Sensor Plot Flight Path Analysis¶
Navigation: sensor_plot > flight_path_analysis
- flight_path_analysis … end_flight_path_analysis¶
flight_path_analysis Stub Definition Commands # Sensor Control reverse_evaluations ... sensor_platform_yaw ... sensor_platform_pitch ... sensor_platform_roll ... mode_name ... exclude ... no_exclude ... automatic_target_cueing ... # Jammer Control jamming_platform_name ... jammer_to_signal_reference ... # Target Platform Selection target_platform_name ... # Sample Point Specification path ... alarm_fpa_file ... tspi_file ... sample_interval ... # Output Selection variable ... script_variable ... detection_reference ... gnuplot_file ... header_line_1 ... header_line_2 ... header_line_3 ... end_flight_path_analysis
Overview¶
The flight_path_analysis function will create a file that contains the values of user-requested variables at sample points that have been provided by:
A list within the command.
A standard TSPI file.
An ALARM Flight Path Analysis (FPA) file.
A platform with a route, and a specified sample interval.
To create a file for active detection systems (e.g.: radar) detecting a target following a specified path, the following process should be followed:
Define the target platform with the desired characteristics with the desired radar, infrared, :command`optical <optical_signature>` or acoustic signature depending on the type(s) of sensors being tested. The name of the target platform must have the name defined by the target_platform_name command (default: TARGET).

> [Data shown]

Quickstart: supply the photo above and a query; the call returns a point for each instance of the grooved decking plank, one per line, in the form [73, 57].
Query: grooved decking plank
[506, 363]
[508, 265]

> [Problems]
A – Answer these questions from the flight path analysis text:
(i) What default name does the target_platform_name command use?
(ii) Along with a specified sample interval, what must a platform have in order to provide sample points?
(iii) What example of an active detection system does the text give?
B – Reproduce the stretch of the flight path analysis text from "A standard TSPI" through "command (default: TARGET).".
C – Carry on the flight path analysis text from the point where it stops.
The data has no connection to the flight path analysis text.

> [Response list]
A –
(i) TARGET
(ii) A route
(iii) Radar

B –
A standard TSPI file.
An ALARM Flight Path Analysis (FPA) file.
A platform with a route, and a specified sample interval.
To create a file for active detection systems (e.g.: radar) detecting a target following a specified path, the following process should be followed:
Define the target platform with the desired characteristics with the desired radar, infrared, :command`optical <optical_signature>` or acoustic signature depending on the type(s) of sensors being tested. The name of the target platform must have the name defined by the target_platform_name command (default: TARGET).

C –
Define one or more platform instances that contain the sensors that will attempt to detect the target.
Define zero or more platform instances that contain jammers that will attempt to jam the sensors.
Define the sensor_plot_flight_path_analysis input block with:
Commands to select the sensors to be included, and other sensor behavior.
Commands to define the sample points.
Output selection commands.
For analysis of sensors contained on the ‘target’ platform, see the reverse_evaluations command.
Note
This function maintains the concept of simulation time. The first detection chance will occur at 1 second and subsequent chances will occur at the interval specified by sample_interval. Any ‘execute at_time’ blocks used to cue jammers or sensors should specify a time before 1 second. If a route and sample_interval are used to generate the sample points, it may be desirable to specify ‘start_time 1 sec’ on the route of the target platform so the first detection chance occurs exactly at the first point of the route.
Sensor Control¶
- reverse_evaluations <boolean-value>¶
Normally the flight_path_analysis function creates the output file using the results of detection attempts against the platform defined by target_platform_name performed by all the sensors on the other defined platforms (subject to the exclude and no_exclude commands). If the value of this command is ‘true’, the output file is created using the results of the sensors on target_platform_name against all other platforms in the scenario. This is primarily used for evaluating passive systems (e.g.: ESM, EO, IR)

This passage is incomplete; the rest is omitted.